= Task to complete =
Which rows below contain the string "fence"? Return each of those lines in full, treating uppercase and lowercase as different.

= Provided records =
-=-=-

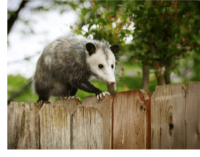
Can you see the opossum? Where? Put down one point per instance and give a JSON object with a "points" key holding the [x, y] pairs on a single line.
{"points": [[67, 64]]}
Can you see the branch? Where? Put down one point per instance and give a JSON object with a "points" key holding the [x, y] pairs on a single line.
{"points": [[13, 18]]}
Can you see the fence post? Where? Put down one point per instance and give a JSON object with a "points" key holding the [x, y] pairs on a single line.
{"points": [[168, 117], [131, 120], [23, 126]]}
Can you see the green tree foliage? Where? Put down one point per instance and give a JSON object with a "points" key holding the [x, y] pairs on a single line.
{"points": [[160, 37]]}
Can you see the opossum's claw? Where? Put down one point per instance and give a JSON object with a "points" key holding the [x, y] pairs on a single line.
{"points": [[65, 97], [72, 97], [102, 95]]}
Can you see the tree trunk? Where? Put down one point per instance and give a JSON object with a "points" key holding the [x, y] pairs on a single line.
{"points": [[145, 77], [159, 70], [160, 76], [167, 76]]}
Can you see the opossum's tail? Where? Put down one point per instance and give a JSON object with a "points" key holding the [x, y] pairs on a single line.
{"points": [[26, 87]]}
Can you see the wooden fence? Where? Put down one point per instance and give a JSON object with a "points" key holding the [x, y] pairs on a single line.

-=-=-

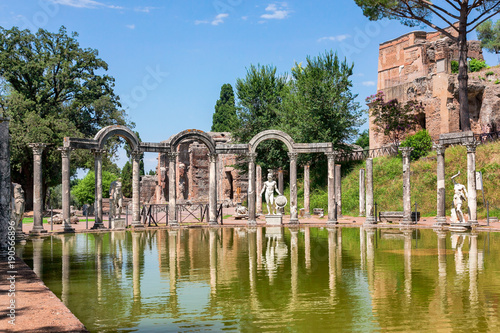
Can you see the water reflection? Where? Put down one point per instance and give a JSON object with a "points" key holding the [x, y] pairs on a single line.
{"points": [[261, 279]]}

-=-=-

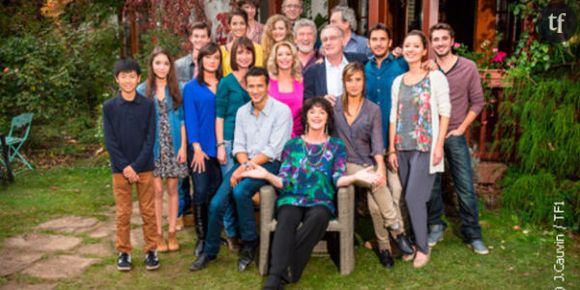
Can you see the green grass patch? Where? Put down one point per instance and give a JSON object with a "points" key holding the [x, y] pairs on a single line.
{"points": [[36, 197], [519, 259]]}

-=-=-

= Solution to the exercise =
Can you see the fence post? Where? Put down one point per instance and give a JSON object with a "points" key holding the [x, y] pairs on a single line.
Can you see the wooden fence? Where? Put down one point per instance and give a JSON object with a "points" key holding the [x, y] pairs on a single line.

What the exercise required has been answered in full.